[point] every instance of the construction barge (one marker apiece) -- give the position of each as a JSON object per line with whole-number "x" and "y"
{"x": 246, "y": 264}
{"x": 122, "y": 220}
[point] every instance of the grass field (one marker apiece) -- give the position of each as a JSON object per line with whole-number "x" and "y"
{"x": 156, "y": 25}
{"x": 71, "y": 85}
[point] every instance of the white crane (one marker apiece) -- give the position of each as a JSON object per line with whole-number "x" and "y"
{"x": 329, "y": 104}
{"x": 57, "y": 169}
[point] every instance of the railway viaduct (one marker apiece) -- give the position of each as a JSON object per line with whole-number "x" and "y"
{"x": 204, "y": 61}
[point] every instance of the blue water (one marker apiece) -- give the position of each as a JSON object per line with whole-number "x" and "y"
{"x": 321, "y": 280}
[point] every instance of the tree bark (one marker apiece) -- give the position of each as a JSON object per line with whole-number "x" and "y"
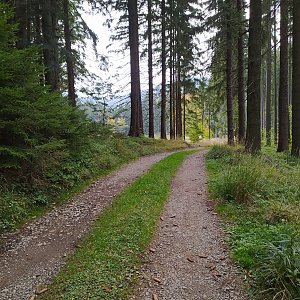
{"x": 230, "y": 129}
{"x": 296, "y": 80}
{"x": 135, "y": 120}
{"x": 253, "y": 135}
{"x": 21, "y": 11}
{"x": 150, "y": 71}
{"x": 241, "y": 78}
{"x": 50, "y": 48}
{"x": 275, "y": 79}
{"x": 69, "y": 55}
{"x": 163, "y": 63}
{"x": 269, "y": 79}
{"x": 283, "y": 114}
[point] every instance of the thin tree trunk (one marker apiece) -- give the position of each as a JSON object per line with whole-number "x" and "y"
{"x": 69, "y": 55}
{"x": 135, "y": 122}
{"x": 150, "y": 71}
{"x": 178, "y": 101}
{"x": 283, "y": 136}
{"x": 296, "y": 80}
{"x": 172, "y": 129}
{"x": 230, "y": 129}
{"x": 269, "y": 79}
{"x": 50, "y": 44}
{"x": 163, "y": 63}
{"x": 275, "y": 79}
{"x": 253, "y": 135}
{"x": 241, "y": 78}
{"x": 21, "y": 10}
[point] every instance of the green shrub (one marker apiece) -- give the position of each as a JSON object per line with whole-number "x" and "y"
{"x": 278, "y": 271}
{"x": 219, "y": 151}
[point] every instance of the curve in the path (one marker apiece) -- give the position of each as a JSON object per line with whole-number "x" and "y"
{"x": 34, "y": 255}
{"x": 188, "y": 259}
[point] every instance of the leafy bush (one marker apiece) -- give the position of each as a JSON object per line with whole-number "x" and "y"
{"x": 278, "y": 270}
{"x": 260, "y": 195}
{"x": 218, "y": 151}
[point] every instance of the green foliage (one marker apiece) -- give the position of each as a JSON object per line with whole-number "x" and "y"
{"x": 279, "y": 267}
{"x": 259, "y": 195}
{"x": 107, "y": 263}
{"x": 47, "y": 147}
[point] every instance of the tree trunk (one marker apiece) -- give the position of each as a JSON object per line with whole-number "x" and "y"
{"x": 150, "y": 71}
{"x": 241, "y": 83}
{"x": 275, "y": 78}
{"x": 296, "y": 80}
{"x": 163, "y": 63}
{"x": 50, "y": 48}
{"x": 253, "y": 135}
{"x": 69, "y": 55}
{"x": 230, "y": 129}
{"x": 283, "y": 116}
{"x": 21, "y": 11}
{"x": 178, "y": 101}
{"x": 135, "y": 129}
{"x": 269, "y": 80}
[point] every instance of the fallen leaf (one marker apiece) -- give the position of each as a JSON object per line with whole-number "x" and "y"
{"x": 40, "y": 290}
{"x": 154, "y": 297}
{"x": 106, "y": 289}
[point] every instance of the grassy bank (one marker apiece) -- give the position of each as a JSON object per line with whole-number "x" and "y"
{"x": 58, "y": 179}
{"x": 259, "y": 197}
{"x": 106, "y": 265}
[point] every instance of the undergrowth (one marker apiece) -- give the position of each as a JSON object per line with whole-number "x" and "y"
{"x": 57, "y": 179}
{"x": 106, "y": 266}
{"x": 260, "y": 198}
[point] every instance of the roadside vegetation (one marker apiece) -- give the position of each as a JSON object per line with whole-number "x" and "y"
{"x": 106, "y": 265}
{"x": 259, "y": 197}
{"x": 50, "y": 175}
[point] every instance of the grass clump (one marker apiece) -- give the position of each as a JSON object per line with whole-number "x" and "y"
{"x": 57, "y": 179}
{"x": 259, "y": 196}
{"x": 107, "y": 264}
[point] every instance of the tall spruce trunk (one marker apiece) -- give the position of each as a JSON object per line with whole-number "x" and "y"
{"x": 269, "y": 78}
{"x": 135, "y": 96}
{"x": 50, "y": 49}
{"x": 275, "y": 78}
{"x": 253, "y": 135}
{"x": 172, "y": 129}
{"x": 163, "y": 134}
{"x": 150, "y": 71}
{"x": 69, "y": 55}
{"x": 241, "y": 77}
{"x": 230, "y": 129}
{"x": 283, "y": 114}
{"x": 296, "y": 80}
{"x": 21, "y": 16}
{"x": 178, "y": 101}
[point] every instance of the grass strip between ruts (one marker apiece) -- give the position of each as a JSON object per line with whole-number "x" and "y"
{"x": 106, "y": 265}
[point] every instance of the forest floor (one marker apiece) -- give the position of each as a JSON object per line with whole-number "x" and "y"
{"x": 188, "y": 258}
{"x": 32, "y": 256}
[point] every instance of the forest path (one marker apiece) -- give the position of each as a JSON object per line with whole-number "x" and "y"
{"x": 188, "y": 259}
{"x": 31, "y": 257}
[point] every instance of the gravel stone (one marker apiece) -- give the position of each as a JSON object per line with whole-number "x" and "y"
{"x": 190, "y": 259}
{"x": 32, "y": 256}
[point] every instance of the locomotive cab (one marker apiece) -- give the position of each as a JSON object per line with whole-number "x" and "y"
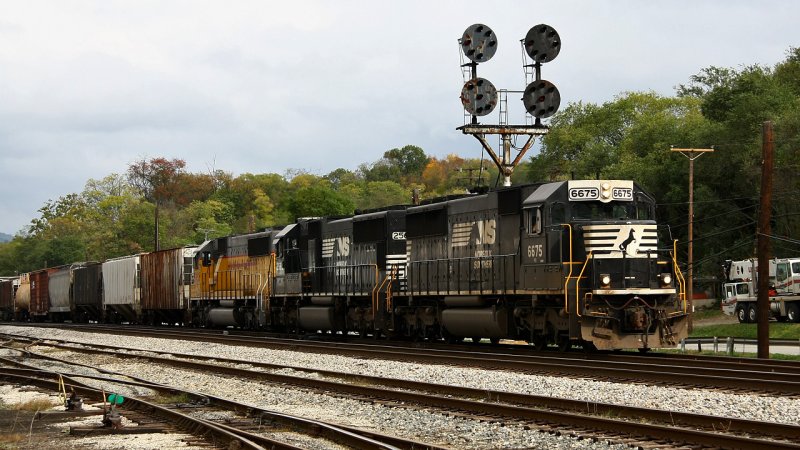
{"x": 597, "y": 242}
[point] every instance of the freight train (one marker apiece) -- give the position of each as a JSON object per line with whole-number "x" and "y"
{"x": 563, "y": 263}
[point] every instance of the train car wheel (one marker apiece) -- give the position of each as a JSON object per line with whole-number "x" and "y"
{"x": 741, "y": 314}
{"x": 793, "y": 312}
{"x": 752, "y": 314}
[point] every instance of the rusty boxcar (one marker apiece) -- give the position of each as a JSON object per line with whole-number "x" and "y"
{"x": 166, "y": 280}
{"x": 22, "y": 298}
{"x": 40, "y": 294}
{"x": 59, "y": 288}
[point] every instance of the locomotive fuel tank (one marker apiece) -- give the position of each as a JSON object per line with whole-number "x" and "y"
{"x": 476, "y": 322}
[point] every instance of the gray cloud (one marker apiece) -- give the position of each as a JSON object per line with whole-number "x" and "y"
{"x": 88, "y": 87}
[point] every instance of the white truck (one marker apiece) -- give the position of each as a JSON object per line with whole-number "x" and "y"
{"x": 741, "y": 289}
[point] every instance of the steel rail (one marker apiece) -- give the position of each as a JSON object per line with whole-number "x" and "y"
{"x": 490, "y": 404}
{"x": 347, "y": 436}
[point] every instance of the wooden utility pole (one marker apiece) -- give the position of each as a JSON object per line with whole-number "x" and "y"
{"x": 764, "y": 213}
{"x": 692, "y": 154}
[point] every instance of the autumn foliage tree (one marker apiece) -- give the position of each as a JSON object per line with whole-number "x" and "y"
{"x": 156, "y": 180}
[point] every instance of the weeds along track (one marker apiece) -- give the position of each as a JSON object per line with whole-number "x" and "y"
{"x": 730, "y": 374}
{"x": 641, "y": 426}
{"x": 214, "y": 419}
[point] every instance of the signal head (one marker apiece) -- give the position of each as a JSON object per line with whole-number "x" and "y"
{"x": 479, "y": 96}
{"x": 542, "y": 43}
{"x": 479, "y": 43}
{"x": 541, "y": 99}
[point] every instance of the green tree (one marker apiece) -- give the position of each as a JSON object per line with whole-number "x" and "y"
{"x": 157, "y": 181}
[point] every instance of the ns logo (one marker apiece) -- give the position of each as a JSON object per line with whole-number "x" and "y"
{"x": 338, "y": 247}
{"x": 342, "y": 246}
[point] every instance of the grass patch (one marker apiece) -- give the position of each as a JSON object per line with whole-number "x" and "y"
{"x": 705, "y": 314}
{"x": 8, "y": 440}
{"x": 37, "y": 404}
{"x": 747, "y": 330}
{"x": 171, "y": 399}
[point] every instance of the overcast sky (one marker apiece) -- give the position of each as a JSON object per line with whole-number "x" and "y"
{"x": 87, "y": 87}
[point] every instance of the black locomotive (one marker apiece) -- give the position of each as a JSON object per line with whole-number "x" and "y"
{"x": 571, "y": 262}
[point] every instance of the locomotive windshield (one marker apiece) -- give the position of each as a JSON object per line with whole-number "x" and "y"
{"x": 596, "y": 211}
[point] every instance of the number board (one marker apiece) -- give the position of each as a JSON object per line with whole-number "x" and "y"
{"x": 587, "y": 193}
{"x": 584, "y": 194}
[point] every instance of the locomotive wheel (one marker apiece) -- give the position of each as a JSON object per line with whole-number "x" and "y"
{"x": 741, "y": 314}
{"x": 752, "y": 314}
{"x": 793, "y": 312}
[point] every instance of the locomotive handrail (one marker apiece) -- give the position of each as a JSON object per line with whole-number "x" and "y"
{"x": 389, "y": 305}
{"x": 417, "y": 266}
{"x": 566, "y": 283}
{"x": 375, "y": 293}
{"x": 377, "y": 289}
{"x": 679, "y": 276}
{"x": 578, "y": 284}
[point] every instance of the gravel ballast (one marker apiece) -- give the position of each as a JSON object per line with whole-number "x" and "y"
{"x": 431, "y": 426}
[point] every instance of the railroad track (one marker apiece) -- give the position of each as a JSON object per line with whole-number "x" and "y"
{"x": 188, "y": 416}
{"x": 733, "y": 374}
{"x": 550, "y": 414}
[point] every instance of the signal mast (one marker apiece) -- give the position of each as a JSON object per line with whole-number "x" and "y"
{"x": 480, "y": 97}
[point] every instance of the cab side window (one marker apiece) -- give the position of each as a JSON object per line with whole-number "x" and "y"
{"x": 557, "y": 215}
{"x": 533, "y": 219}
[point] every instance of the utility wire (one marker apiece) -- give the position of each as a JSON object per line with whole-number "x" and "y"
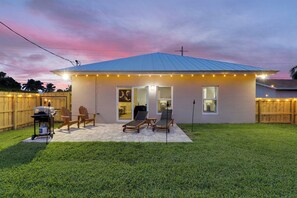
{"x": 38, "y": 45}
{"x": 7, "y": 65}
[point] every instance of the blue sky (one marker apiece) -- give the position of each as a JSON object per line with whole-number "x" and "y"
{"x": 260, "y": 33}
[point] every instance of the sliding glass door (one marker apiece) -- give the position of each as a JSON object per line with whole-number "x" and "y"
{"x": 130, "y": 100}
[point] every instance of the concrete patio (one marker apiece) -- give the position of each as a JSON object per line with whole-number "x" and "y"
{"x": 114, "y": 133}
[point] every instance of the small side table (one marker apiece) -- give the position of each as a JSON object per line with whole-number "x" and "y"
{"x": 151, "y": 121}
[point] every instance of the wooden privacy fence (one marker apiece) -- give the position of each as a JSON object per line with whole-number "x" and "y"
{"x": 16, "y": 108}
{"x": 272, "y": 110}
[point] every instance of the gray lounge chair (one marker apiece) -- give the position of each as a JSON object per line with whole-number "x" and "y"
{"x": 139, "y": 120}
{"x": 164, "y": 122}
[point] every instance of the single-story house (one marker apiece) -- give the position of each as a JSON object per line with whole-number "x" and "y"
{"x": 223, "y": 92}
{"x": 276, "y": 88}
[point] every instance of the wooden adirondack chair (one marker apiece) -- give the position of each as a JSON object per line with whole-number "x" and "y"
{"x": 67, "y": 119}
{"x": 84, "y": 116}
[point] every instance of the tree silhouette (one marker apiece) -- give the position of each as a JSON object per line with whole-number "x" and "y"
{"x": 50, "y": 87}
{"x": 33, "y": 85}
{"x": 293, "y": 72}
{"x": 8, "y": 83}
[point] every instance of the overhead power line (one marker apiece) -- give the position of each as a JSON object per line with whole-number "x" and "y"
{"x": 72, "y": 62}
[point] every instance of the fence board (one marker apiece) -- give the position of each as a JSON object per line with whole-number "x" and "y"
{"x": 273, "y": 110}
{"x": 16, "y": 108}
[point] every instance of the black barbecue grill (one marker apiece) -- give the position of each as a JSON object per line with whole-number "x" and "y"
{"x": 44, "y": 117}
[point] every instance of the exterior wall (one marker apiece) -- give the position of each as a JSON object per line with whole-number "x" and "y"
{"x": 236, "y": 96}
{"x": 272, "y": 93}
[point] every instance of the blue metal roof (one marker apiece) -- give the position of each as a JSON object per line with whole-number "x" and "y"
{"x": 161, "y": 63}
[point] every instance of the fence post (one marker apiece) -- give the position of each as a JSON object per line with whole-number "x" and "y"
{"x": 14, "y": 111}
{"x": 259, "y": 111}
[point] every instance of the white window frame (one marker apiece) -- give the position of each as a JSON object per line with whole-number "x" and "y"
{"x": 132, "y": 97}
{"x": 171, "y": 88}
{"x": 216, "y": 99}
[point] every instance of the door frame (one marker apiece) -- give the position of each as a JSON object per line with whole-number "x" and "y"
{"x": 132, "y": 100}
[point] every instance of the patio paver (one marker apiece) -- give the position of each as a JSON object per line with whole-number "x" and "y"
{"x": 114, "y": 133}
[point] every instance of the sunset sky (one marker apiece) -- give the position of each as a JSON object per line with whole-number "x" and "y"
{"x": 260, "y": 33}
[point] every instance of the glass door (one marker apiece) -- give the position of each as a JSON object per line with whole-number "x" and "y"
{"x": 124, "y": 96}
{"x": 140, "y": 99}
{"x": 130, "y": 101}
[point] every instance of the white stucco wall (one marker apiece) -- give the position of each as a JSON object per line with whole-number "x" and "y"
{"x": 236, "y": 96}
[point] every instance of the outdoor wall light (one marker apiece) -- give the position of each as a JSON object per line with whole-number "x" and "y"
{"x": 152, "y": 87}
{"x": 65, "y": 76}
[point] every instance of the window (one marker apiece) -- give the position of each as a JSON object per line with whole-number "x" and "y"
{"x": 164, "y": 96}
{"x": 210, "y": 99}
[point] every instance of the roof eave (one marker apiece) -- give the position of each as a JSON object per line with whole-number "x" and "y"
{"x": 258, "y": 72}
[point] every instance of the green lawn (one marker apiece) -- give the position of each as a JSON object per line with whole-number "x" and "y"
{"x": 231, "y": 160}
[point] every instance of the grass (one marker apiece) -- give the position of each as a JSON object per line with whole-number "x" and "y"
{"x": 231, "y": 160}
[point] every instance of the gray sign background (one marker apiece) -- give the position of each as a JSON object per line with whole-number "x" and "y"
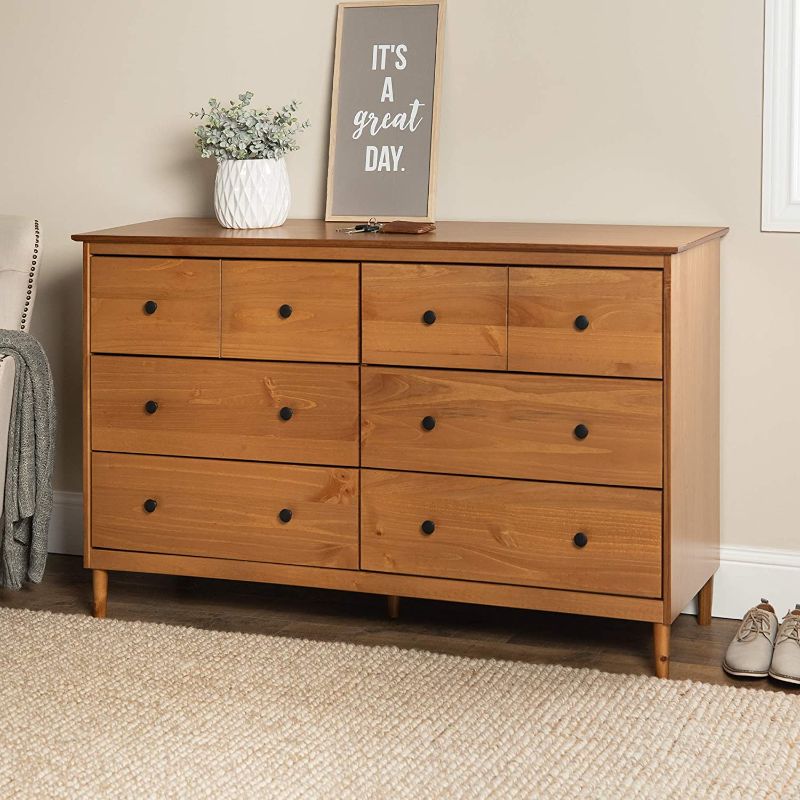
{"x": 397, "y": 185}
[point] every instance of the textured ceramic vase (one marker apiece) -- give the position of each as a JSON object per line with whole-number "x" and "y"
{"x": 252, "y": 193}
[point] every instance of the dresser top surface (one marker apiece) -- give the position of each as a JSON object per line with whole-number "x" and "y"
{"x": 517, "y": 236}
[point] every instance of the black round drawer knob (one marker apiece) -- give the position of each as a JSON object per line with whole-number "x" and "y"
{"x": 429, "y": 317}
{"x": 581, "y": 322}
{"x": 428, "y": 527}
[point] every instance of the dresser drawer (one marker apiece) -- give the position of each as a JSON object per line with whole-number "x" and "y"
{"x": 225, "y": 509}
{"x": 516, "y": 426}
{"x": 434, "y": 315}
{"x": 585, "y": 321}
{"x": 586, "y": 538}
{"x": 290, "y": 310}
{"x": 226, "y": 409}
{"x": 155, "y": 306}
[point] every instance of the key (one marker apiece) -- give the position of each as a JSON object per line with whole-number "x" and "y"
{"x": 363, "y": 227}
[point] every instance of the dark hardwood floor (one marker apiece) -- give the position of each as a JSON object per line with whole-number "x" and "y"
{"x": 460, "y": 629}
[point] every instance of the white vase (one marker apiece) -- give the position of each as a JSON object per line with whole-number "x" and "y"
{"x": 252, "y": 193}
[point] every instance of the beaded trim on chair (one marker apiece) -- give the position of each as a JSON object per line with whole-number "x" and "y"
{"x": 31, "y": 276}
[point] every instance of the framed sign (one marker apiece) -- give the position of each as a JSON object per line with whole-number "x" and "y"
{"x": 384, "y": 110}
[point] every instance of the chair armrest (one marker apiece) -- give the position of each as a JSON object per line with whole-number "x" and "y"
{"x": 8, "y": 370}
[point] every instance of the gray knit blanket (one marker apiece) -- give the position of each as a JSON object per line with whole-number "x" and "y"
{"x": 29, "y": 470}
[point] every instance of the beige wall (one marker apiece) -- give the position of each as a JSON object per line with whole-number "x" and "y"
{"x": 616, "y": 111}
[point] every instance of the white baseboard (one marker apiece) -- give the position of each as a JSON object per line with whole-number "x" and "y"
{"x": 66, "y": 524}
{"x": 746, "y": 574}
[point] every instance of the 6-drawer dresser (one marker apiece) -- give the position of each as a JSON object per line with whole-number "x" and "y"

• • • •

■ WRITTEN EXERCISE: Nothing outside the span should appear: transcribe the lines from the one containing "[point] every instance of the gray knit" through the last line of the records.

■ CORRECT OUTPUT:
[point] every instance of the gray knit blanket (one marker apiece) -- give the position of each as a JSON object per line with whole-number "x" and "y"
{"x": 29, "y": 470}
[point] every instance of the beige wall (one marker apiece) -- give the position of each as a JSON object per line with whole-number "x" and "y"
{"x": 616, "y": 111}
[point] every instance of the white baseboard (one marker apiece) -- give the position of each as a JSON object per line with whole-number "x" and "y"
{"x": 66, "y": 524}
{"x": 746, "y": 574}
[point] every instance of the 6-drawer dresser (one marker apiece) -- give the position of each as a JSON object per line with whole-number "x" and "y"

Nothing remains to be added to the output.